=== Exercise materials ===
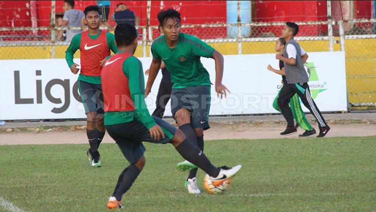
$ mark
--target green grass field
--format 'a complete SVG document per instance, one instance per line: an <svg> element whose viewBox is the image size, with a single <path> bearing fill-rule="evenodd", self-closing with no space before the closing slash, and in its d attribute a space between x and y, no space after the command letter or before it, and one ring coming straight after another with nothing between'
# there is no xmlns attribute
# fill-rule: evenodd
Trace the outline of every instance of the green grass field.
<svg viewBox="0 0 376 212"><path fill-rule="evenodd" d="M205 152L215 164L243 165L221 195L204 191L202 171L203 193L188 194L186 173L175 168L183 159L172 145L145 146L146 164L123 197L124 211L376 208L376 136L207 141ZM88 146L0 146L0 197L25 211L105 211L128 163L115 144L103 144L103 166L89 167Z"/></svg>

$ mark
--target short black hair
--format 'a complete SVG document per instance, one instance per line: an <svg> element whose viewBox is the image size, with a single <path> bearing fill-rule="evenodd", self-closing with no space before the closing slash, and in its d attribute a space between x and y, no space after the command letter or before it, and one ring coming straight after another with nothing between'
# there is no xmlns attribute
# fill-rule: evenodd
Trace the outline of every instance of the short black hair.
<svg viewBox="0 0 376 212"><path fill-rule="evenodd" d="M65 1L65 3L67 3L70 6L72 7L72 8L74 8L74 1Z"/></svg>
<svg viewBox="0 0 376 212"><path fill-rule="evenodd" d="M180 23L181 20L180 18L180 13L175 10L170 9L166 11L161 11L158 14L157 18L159 22L159 26L161 27L163 27L164 23L169 18L177 19L177 21L179 23Z"/></svg>
<svg viewBox="0 0 376 212"><path fill-rule="evenodd" d="M292 29L292 35L295 36L298 34L298 32L299 32L299 26L297 24L294 22L286 22L286 25L287 25L287 27Z"/></svg>
<svg viewBox="0 0 376 212"><path fill-rule="evenodd" d="M286 46L286 40L283 38L278 38L278 41L279 41L283 45Z"/></svg>
<svg viewBox="0 0 376 212"><path fill-rule="evenodd" d="M118 47L128 46L137 37L137 30L133 25L120 24L115 29L115 40Z"/></svg>
<svg viewBox="0 0 376 212"><path fill-rule="evenodd" d="M85 17L86 17L86 15L87 15L88 13L89 12L92 11L95 11L98 12L98 13L100 16L100 13L99 13L99 8L96 5L90 5L90 6L88 6L86 7L86 8L85 9L85 10L84 10L84 13L85 14Z"/></svg>

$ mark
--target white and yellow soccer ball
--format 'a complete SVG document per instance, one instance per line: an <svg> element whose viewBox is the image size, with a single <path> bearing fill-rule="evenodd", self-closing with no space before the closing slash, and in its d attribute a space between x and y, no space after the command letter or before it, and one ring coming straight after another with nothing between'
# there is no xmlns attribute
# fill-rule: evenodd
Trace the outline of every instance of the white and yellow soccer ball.
<svg viewBox="0 0 376 212"><path fill-rule="evenodd" d="M211 194L221 194L228 190L231 180L229 178L226 180L212 182L209 174L204 177L204 187L208 193Z"/></svg>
===
- **Task directions**
Pull out each line of the data above that contains the word "soccer".

- **Answer in full**
--target white and yellow soccer ball
Trace the outline of every instance of the white and yellow soccer ball.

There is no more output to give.